[Consignes]
[A] Résume en deux phrases le fil de discussion présenté plus bas.
[B] Relève dans l'ordre tous les messages du fil de discussion présenté plus bas, en donnant pour chacun le pseudonyme de son auteur et sa date.

[Texte source]
+++

# Urgence ! Decompresser des fichiers sous Mac OS 9



## backside (18 Mars 2011)

Bonjour à tous,

Pour mon travail j'ai besoin d'ouvrir des fichiers créer sous Mac OS 9. Est-ce que l'un d'entre vous aurait encore ça sous la main et puisse me faire ça ?!

Merci d'avance pour votre aide


----------



## gmaa (18 Mars 2011)

Il faut en dire plus...
Quels fichiers : applis les ayant créés, extensions (s'il y en a - puisque pour apple c'est différent), &#8230;


----------



## backside (18 Mars 2011)

Je ne connais le nom du type de compression mais ma collègue me dit que c'est auto-extractable. Il y a une série de fichiers à copier sur le bureau, et il faut cliquer sur un fichier en particulier qui à une extension en .'M


----------



## gmaa (18 Mars 2011)

+++

[Contenu du listing]

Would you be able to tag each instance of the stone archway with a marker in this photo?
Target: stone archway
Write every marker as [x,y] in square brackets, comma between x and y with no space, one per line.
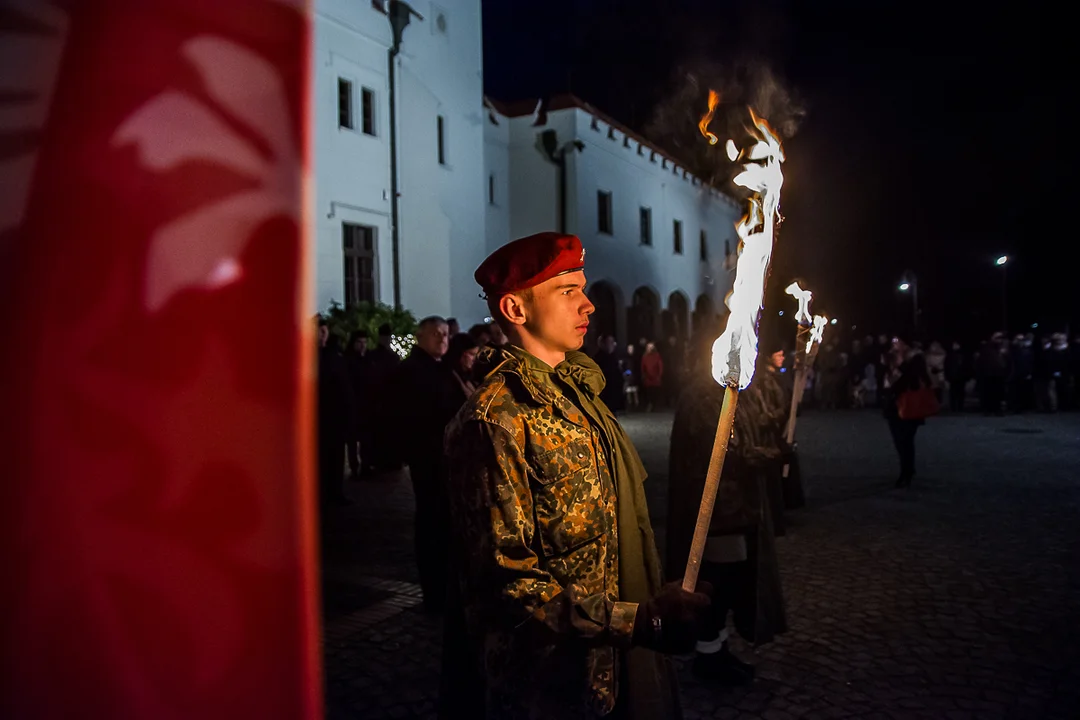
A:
[643,315]
[678,309]
[605,318]
[704,316]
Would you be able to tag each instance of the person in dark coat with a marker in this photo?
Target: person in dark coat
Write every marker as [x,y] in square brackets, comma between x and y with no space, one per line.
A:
[361,445]
[607,358]
[381,367]
[775,406]
[740,558]
[426,399]
[910,375]
[336,415]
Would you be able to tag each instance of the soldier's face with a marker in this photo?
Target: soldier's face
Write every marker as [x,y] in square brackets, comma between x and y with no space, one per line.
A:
[558,312]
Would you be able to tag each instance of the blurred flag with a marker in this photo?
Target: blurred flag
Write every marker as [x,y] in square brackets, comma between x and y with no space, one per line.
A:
[158,499]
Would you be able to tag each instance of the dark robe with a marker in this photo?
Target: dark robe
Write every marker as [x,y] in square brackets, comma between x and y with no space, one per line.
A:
[742,504]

+++

[Réponses attendues]
[A] backside demande de l'aide pour ouvrir, dans le cadre de son travail, des fichiers créés sous Mac OS 9, et gmaa réclame des précisions sur les applications qui les ont créés et sur leurs extensions. backside répond ne pas connaître le type de compression, mais sa collègue affirme qu'il s'agit de fichiers auto-extractibles : il faut copier une série de fichiers sur le bureau, puis cliquer sur l'un d'eux en particulier.

[B]
- backside, 18 Mars 2011
- gmaa, 18 Mars 2011
- backside, 18 Mars 2011
- gmaa, 18 Mars 2011